[Dataset rows]
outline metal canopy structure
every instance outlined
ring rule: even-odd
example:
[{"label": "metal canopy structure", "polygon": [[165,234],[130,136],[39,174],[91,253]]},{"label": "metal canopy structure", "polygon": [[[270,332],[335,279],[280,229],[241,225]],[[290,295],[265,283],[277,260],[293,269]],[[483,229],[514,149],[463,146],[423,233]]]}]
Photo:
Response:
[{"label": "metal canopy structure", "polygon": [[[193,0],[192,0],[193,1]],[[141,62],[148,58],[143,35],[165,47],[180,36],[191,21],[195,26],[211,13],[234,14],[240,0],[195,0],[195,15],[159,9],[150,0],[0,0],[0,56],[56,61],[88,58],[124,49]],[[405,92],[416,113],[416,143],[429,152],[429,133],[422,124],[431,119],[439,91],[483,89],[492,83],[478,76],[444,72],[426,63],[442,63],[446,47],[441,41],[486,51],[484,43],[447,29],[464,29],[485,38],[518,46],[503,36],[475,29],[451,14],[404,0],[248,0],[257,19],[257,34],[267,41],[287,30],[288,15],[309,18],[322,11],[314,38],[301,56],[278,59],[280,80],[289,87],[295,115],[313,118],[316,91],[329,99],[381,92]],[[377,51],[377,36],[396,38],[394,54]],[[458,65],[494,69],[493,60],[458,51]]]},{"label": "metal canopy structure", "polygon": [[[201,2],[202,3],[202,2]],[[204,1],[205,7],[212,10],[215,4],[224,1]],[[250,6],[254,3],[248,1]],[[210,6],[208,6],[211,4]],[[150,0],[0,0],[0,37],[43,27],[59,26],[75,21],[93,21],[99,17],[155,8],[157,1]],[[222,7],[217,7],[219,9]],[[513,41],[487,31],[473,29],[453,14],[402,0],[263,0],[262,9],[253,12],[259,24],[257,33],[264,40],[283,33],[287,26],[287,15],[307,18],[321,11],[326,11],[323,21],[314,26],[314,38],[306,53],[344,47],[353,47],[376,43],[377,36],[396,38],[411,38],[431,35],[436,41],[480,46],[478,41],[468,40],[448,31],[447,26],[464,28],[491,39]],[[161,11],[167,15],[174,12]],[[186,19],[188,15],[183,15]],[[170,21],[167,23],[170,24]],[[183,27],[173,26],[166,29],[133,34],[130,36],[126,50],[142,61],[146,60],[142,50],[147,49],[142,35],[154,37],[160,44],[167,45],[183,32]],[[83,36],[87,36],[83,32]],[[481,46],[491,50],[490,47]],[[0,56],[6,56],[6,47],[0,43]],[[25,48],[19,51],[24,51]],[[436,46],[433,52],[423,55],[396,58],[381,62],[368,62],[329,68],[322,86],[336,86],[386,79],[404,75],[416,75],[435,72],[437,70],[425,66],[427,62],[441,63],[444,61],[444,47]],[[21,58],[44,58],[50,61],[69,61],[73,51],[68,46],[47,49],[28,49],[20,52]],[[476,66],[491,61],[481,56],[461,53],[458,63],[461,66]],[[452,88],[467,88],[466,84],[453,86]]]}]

INSTRUCTIONS FOR THE TASK:
Copy every item above word for word, keeping each line unchanged.

FINAL RESULT:
outline metal canopy structure
every instance outlined
ring rule: even-odd
example:
[{"label": "metal canopy structure", "polygon": [[165,234],[130,136],[39,174],[91,253]]},{"label": "metal canopy structure", "polygon": [[[270,332],[335,279],[280,229],[241,225]],[[290,295],[265,283],[277,260],[293,269]],[[483,229],[514,149],[463,146],[423,233]]]}]
Photo:
Response:
[{"label": "metal canopy structure", "polygon": [[[193,0],[192,0],[193,1]],[[141,62],[148,58],[143,35],[165,47],[180,36],[191,21],[195,26],[211,13],[234,14],[240,0],[195,0],[195,15],[159,9],[150,0],[0,0],[0,56],[56,61],[88,58],[124,49]],[[405,92],[416,113],[416,143],[429,152],[429,133],[422,124],[431,119],[439,91],[483,89],[492,83],[478,76],[444,72],[426,63],[442,63],[446,47],[441,41],[486,51],[484,43],[447,29],[464,29],[485,38],[518,46],[503,36],[475,29],[451,14],[404,0],[248,0],[257,19],[257,34],[267,41],[287,30],[288,15],[309,18],[322,11],[314,38],[301,56],[278,59],[280,80],[289,87],[295,115],[313,118],[316,91],[329,99],[381,92]],[[377,51],[377,36],[396,38],[394,54]],[[458,65],[494,69],[493,60],[458,51]]]},{"label": "metal canopy structure", "polygon": [[[201,2],[202,3],[202,2]],[[204,1],[205,7],[212,10],[215,4],[224,1]],[[250,6],[254,3],[248,1]],[[210,6],[208,6],[211,4]],[[150,0],[0,0],[0,37],[43,27],[59,26],[75,21],[93,21],[99,17],[155,8],[157,1]],[[222,7],[217,7],[219,9]],[[513,41],[487,31],[473,29],[453,14],[402,0],[263,0],[262,9],[253,12],[259,24],[257,33],[264,40],[283,33],[287,26],[287,15],[307,18],[321,11],[326,11],[323,21],[314,26],[314,38],[306,53],[344,47],[353,47],[376,43],[377,36],[396,38],[411,38],[431,35],[436,41],[480,46],[478,41],[468,40],[448,31],[447,26],[464,28],[491,39]],[[161,11],[167,15],[174,12]],[[186,19],[188,15],[183,15]],[[170,21],[167,23],[170,24]],[[183,27],[173,26],[166,29],[133,34],[130,36],[126,50],[142,61],[146,60],[142,50],[147,49],[142,35],[154,37],[160,44],[167,45],[183,32]],[[83,36],[87,36],[83,32]],[[481,46],[491,50],[490,47]],[[0,56],[6,56],[6,47],[0,43]],[[25,48],[19,51],[24,51]],[[436,46],[433,52],[423,55],[396,58],[381,62],[368,62],[329,68],[322,86],[336,86],[386,79],[404,75],[416,75],[435,72],[437,70],[425,66],[427,62],[441,63],[444,61],[444,47]],[[21,58],[44,58],[50,61],[69,61],[73,51],[68,46],[47,49],[28,49],[20,52]],[[476,66],[491,61],[481,56],[461,53],[458,63],[461,66]],[[452,88],[467,88],[466,84],[453,86]]]}]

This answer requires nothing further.